▶ _What you need to do_: Copy, exactly and without additions, every line in the records below from the one holding "Identify every instance of the printed" through the one holding "Identify every instance of the woman's left", both ends included.

▶ _Data for this exercise_:
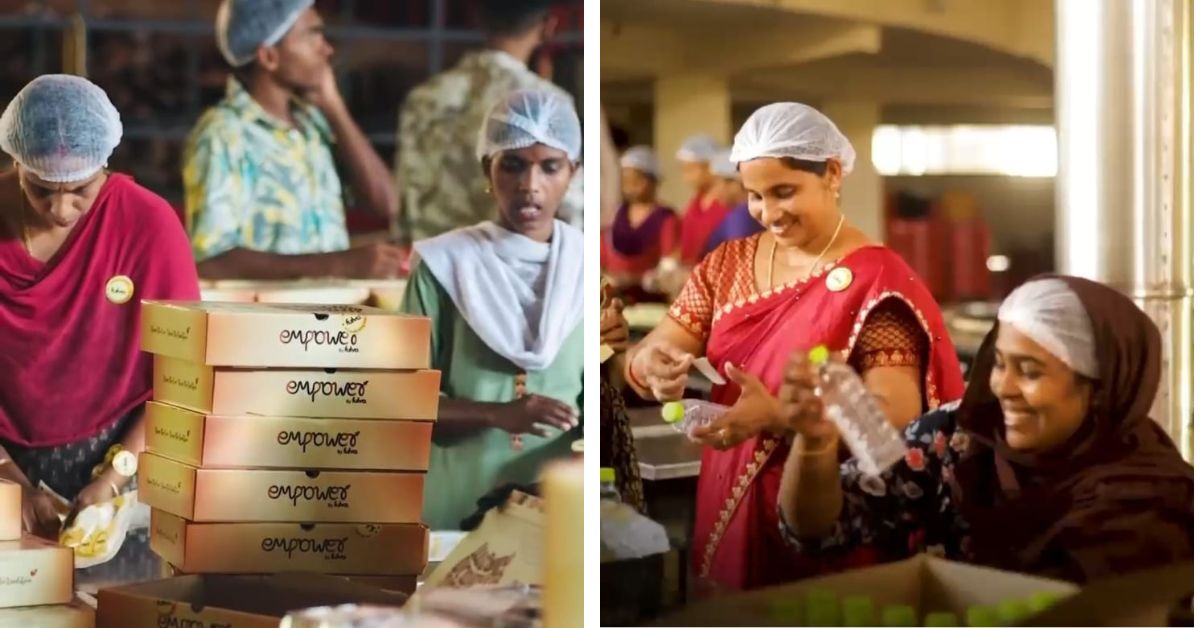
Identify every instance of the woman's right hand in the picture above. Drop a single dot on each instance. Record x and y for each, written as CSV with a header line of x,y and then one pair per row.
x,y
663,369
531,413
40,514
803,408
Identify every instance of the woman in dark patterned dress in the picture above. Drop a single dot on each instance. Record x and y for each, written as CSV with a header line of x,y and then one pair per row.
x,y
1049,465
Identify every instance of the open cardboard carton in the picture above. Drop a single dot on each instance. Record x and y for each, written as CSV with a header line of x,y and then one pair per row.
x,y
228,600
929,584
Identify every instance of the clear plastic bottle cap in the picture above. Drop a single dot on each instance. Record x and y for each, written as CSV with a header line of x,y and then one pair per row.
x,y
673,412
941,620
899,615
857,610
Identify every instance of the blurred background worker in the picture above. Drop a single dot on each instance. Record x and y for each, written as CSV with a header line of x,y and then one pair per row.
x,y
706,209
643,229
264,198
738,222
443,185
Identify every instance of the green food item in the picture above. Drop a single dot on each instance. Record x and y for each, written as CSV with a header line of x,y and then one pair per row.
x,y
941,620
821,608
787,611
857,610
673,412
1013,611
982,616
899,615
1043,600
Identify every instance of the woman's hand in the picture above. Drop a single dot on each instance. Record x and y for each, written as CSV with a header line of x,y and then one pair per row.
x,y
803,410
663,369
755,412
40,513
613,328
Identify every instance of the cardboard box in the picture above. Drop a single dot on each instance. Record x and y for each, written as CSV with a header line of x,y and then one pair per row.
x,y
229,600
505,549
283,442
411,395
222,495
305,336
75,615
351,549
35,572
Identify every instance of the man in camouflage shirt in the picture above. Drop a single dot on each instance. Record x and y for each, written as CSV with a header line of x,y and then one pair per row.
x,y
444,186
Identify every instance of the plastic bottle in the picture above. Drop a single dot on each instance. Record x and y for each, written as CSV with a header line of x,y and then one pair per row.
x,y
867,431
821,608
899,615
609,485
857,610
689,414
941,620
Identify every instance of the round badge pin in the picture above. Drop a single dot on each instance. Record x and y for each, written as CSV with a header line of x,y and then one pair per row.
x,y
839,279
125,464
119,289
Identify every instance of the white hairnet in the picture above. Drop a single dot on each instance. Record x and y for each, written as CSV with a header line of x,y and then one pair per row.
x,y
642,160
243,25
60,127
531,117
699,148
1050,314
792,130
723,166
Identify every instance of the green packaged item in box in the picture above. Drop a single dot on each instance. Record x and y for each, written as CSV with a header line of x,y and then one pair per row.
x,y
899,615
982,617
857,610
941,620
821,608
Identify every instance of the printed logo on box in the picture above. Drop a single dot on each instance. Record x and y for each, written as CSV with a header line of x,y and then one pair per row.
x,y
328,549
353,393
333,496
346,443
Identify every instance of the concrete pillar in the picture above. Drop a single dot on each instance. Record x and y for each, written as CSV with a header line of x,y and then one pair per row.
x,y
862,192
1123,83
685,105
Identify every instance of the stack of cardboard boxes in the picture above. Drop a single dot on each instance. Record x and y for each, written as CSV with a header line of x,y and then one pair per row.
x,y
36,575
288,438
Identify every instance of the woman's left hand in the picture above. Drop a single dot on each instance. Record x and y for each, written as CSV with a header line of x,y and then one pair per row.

--

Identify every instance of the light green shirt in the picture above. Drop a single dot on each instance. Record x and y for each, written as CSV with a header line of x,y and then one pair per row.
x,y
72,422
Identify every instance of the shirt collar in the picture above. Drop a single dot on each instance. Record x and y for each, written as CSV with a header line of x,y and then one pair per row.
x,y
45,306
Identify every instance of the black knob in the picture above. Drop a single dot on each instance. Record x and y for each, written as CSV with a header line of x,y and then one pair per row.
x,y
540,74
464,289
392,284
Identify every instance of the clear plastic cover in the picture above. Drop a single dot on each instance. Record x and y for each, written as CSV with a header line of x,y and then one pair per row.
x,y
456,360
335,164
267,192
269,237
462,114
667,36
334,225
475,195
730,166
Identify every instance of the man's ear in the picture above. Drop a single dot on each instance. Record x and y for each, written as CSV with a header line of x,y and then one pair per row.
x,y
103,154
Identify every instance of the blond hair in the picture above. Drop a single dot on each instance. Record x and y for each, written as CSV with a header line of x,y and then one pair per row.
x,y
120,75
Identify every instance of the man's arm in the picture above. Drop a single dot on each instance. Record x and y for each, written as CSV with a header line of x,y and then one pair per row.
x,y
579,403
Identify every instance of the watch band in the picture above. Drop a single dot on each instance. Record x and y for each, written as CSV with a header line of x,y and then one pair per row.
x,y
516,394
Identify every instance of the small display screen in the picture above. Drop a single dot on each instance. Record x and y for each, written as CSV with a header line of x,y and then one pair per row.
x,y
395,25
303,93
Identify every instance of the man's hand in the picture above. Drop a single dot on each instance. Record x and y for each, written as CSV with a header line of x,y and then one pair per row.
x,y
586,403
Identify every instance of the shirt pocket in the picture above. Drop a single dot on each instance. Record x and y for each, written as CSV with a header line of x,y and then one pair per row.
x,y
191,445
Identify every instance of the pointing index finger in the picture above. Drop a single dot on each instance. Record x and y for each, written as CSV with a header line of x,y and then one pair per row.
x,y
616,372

▶ _Written response_:
Identify every instance of the printed logo on box in the picture above. Drop a single dot on each instance. Record x and y for each, written as CSV with a header line of x,y and then one pair per row.
x,y
328,549
353,393
333,496
346,443
Identify every instance of the concrete pillar in the picture above. Drop a single dot on each instance. Record x and y for each, written as CSV with a header line of x,y and then one pair per row.
x,y
862,192
1123,83
685,105
Identify every instance of the stack of cardboard boxes in the picture above. Drop a single dot on each instance. Record x and y for each, written as CSV with a header line of x,y and then one pair per row.
x,y
36,575
288,438
Identify every instance of the woman's left hand in the picture above. Drop a single dot on each instance. Record x and y for each, written as CSV with a header line of x,y and then one pair per row.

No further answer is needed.